Problem to work on:
Can you copy out, unchanged, the stretch of rows from the one containing "Each <instance> block lists" through the one containing "positive clicks: (34, 188) (14, 297)"?

Dataset excerpts:
____________________
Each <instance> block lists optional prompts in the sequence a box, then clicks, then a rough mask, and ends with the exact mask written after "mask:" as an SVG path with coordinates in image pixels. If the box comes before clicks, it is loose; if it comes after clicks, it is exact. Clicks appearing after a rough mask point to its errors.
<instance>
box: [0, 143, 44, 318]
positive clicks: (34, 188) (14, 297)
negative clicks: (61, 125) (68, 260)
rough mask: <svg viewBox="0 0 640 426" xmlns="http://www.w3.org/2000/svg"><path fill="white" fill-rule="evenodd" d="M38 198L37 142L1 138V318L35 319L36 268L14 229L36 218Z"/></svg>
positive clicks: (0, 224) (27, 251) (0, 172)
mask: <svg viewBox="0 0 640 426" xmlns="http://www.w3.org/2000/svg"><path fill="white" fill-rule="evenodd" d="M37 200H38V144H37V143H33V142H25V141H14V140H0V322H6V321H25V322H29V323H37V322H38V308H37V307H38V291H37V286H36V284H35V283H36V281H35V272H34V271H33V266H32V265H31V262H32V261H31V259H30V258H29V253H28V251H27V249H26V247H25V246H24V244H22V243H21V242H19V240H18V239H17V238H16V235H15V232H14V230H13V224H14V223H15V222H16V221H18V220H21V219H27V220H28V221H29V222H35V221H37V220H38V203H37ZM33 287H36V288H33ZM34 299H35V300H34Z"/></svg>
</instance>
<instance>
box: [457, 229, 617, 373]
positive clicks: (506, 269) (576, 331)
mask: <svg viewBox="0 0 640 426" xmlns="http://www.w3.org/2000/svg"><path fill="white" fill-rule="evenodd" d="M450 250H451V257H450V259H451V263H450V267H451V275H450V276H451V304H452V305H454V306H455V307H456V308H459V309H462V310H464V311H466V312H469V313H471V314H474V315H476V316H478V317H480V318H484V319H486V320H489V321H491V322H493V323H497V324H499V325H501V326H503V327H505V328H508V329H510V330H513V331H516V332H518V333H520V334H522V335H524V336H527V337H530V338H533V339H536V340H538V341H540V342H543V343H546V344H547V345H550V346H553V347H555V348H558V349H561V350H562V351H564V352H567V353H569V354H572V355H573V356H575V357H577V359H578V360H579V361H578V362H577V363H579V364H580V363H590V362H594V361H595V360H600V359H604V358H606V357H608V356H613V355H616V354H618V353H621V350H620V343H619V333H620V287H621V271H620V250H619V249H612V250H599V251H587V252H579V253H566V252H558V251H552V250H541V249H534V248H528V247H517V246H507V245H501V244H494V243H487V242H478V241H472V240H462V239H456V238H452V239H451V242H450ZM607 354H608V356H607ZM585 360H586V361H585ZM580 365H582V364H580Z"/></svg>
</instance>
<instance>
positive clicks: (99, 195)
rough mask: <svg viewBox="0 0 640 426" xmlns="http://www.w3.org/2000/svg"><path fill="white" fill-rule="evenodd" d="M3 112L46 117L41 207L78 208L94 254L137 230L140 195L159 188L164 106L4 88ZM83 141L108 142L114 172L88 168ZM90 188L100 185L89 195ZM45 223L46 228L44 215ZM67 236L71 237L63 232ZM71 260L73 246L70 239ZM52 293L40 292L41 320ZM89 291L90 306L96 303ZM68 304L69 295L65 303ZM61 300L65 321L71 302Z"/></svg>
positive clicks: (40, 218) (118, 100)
____________________
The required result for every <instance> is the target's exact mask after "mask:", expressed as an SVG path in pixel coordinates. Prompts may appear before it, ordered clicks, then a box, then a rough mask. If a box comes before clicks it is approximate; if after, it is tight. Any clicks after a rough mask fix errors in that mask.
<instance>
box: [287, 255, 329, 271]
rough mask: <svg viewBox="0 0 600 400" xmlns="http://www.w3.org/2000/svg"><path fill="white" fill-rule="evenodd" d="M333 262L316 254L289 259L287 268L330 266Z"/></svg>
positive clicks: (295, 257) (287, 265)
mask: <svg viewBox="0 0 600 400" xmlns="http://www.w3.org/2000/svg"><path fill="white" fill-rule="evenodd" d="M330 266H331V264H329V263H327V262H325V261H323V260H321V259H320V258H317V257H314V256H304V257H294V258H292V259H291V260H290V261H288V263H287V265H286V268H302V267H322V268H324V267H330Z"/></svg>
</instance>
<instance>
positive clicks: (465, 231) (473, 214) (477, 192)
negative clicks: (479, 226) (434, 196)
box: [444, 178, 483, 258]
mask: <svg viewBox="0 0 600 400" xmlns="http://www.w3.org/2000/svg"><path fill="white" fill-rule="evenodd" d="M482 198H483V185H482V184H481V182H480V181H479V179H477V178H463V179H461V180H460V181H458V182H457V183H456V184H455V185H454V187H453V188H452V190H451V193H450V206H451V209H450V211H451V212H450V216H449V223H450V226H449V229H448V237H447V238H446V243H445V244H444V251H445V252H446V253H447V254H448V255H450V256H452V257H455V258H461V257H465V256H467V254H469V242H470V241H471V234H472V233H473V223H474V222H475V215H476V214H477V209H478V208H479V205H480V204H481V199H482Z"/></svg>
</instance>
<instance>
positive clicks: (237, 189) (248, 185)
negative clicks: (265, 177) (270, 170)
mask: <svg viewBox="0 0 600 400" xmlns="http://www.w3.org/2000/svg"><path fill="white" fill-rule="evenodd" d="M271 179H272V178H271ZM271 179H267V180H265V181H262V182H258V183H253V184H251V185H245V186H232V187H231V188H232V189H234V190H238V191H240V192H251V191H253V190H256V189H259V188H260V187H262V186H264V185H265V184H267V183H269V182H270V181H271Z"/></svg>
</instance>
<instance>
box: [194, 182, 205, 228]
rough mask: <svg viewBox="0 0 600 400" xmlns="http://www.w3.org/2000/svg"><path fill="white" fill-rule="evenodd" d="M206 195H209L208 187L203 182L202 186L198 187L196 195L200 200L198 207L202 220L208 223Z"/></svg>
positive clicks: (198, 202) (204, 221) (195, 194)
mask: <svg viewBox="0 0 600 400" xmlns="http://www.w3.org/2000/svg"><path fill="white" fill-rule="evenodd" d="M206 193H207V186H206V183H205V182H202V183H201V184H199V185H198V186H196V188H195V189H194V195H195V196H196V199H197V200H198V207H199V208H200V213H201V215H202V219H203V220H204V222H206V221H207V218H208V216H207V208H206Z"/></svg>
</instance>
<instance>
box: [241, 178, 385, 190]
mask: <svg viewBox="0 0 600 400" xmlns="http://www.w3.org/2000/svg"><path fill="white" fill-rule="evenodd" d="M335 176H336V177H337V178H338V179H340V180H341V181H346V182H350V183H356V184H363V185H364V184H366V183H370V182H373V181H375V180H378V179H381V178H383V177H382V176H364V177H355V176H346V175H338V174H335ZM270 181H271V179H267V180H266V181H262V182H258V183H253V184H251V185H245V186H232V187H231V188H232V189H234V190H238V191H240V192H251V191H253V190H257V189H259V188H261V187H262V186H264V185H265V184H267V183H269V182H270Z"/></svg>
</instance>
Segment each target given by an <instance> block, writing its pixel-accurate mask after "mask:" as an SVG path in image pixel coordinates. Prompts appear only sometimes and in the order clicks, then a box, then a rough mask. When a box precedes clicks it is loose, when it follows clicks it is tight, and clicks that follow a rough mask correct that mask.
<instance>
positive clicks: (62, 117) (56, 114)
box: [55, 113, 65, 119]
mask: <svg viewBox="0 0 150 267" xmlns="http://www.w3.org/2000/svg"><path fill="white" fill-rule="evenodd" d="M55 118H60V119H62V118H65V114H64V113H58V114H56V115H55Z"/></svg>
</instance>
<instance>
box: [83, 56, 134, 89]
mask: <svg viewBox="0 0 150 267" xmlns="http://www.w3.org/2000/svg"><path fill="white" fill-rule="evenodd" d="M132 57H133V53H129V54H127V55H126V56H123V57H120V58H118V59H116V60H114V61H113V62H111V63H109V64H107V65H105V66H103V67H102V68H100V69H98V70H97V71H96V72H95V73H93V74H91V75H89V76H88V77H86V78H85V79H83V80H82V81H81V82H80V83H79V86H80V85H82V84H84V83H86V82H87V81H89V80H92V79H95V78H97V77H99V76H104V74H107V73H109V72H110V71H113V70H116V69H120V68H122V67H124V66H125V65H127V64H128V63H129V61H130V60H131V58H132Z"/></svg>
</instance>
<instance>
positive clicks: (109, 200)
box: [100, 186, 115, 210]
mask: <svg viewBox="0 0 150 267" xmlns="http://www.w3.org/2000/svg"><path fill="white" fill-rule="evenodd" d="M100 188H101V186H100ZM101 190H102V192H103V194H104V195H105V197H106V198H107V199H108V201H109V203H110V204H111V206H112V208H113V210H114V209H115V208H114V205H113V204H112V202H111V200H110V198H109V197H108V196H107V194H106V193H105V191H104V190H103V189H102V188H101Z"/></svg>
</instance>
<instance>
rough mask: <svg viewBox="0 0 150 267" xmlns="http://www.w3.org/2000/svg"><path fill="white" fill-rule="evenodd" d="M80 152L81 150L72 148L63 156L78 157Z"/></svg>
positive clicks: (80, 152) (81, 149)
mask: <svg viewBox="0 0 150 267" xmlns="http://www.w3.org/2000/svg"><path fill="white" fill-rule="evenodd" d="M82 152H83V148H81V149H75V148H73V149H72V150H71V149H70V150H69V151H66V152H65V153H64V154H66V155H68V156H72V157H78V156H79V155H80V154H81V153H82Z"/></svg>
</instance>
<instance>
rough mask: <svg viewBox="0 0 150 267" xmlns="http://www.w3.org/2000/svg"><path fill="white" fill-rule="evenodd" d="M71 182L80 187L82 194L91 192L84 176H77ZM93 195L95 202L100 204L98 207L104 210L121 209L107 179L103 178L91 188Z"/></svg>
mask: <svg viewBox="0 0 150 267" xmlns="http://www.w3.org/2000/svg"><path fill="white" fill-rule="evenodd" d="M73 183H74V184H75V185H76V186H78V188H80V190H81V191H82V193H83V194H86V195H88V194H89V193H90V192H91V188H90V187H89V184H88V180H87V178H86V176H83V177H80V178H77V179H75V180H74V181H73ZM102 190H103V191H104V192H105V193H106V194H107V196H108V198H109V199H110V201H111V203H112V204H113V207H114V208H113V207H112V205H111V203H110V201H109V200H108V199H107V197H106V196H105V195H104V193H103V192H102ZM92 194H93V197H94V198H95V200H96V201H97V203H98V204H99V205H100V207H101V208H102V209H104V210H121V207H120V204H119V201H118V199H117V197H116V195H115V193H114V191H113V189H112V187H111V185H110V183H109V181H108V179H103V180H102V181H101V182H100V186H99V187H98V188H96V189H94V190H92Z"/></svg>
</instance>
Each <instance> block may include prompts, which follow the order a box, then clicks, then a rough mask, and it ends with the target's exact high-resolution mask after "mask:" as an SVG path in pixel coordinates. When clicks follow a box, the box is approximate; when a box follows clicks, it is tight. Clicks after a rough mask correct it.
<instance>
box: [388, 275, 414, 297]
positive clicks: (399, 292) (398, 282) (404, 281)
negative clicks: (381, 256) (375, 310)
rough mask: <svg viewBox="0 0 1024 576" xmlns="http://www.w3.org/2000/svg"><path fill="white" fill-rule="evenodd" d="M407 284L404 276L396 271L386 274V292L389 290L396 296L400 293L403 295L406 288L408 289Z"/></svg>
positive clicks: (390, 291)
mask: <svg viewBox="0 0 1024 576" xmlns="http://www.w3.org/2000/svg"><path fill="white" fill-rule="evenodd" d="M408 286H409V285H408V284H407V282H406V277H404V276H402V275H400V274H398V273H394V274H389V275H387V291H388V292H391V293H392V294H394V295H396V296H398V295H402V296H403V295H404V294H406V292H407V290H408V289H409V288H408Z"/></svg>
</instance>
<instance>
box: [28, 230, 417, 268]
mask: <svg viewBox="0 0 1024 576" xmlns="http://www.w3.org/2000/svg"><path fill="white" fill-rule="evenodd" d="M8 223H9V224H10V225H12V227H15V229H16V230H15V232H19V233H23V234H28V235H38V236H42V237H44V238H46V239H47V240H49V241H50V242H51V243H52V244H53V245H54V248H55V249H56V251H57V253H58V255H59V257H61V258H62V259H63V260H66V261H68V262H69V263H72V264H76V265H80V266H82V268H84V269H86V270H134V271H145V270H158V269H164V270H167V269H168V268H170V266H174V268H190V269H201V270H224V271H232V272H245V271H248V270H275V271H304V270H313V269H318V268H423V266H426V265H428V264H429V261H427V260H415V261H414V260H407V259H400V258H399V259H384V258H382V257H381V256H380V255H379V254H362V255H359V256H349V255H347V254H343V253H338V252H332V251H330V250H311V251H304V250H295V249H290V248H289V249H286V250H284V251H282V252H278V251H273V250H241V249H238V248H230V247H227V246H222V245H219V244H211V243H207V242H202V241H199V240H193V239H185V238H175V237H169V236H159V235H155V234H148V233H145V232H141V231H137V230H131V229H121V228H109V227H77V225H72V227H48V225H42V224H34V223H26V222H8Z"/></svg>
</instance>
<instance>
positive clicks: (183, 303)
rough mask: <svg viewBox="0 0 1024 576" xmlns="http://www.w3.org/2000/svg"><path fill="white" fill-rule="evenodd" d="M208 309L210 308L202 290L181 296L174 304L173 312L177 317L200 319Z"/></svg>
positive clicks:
____________________
Solution for this task:
Each <instance> block lists optional prompts in the sequence a box, then clicks, then a rough mask, and ends with the exact mask written after "mask:" as an SVG path with coordinates in image pixels. If the box comes before clicks, it is loose; if it comes after clicks, it is exact. Clicks appearing after a rough mask point to its errors.
<instance>
box: [0, 143, 44, 318]
positive clicks: (34, 188) (14, 297)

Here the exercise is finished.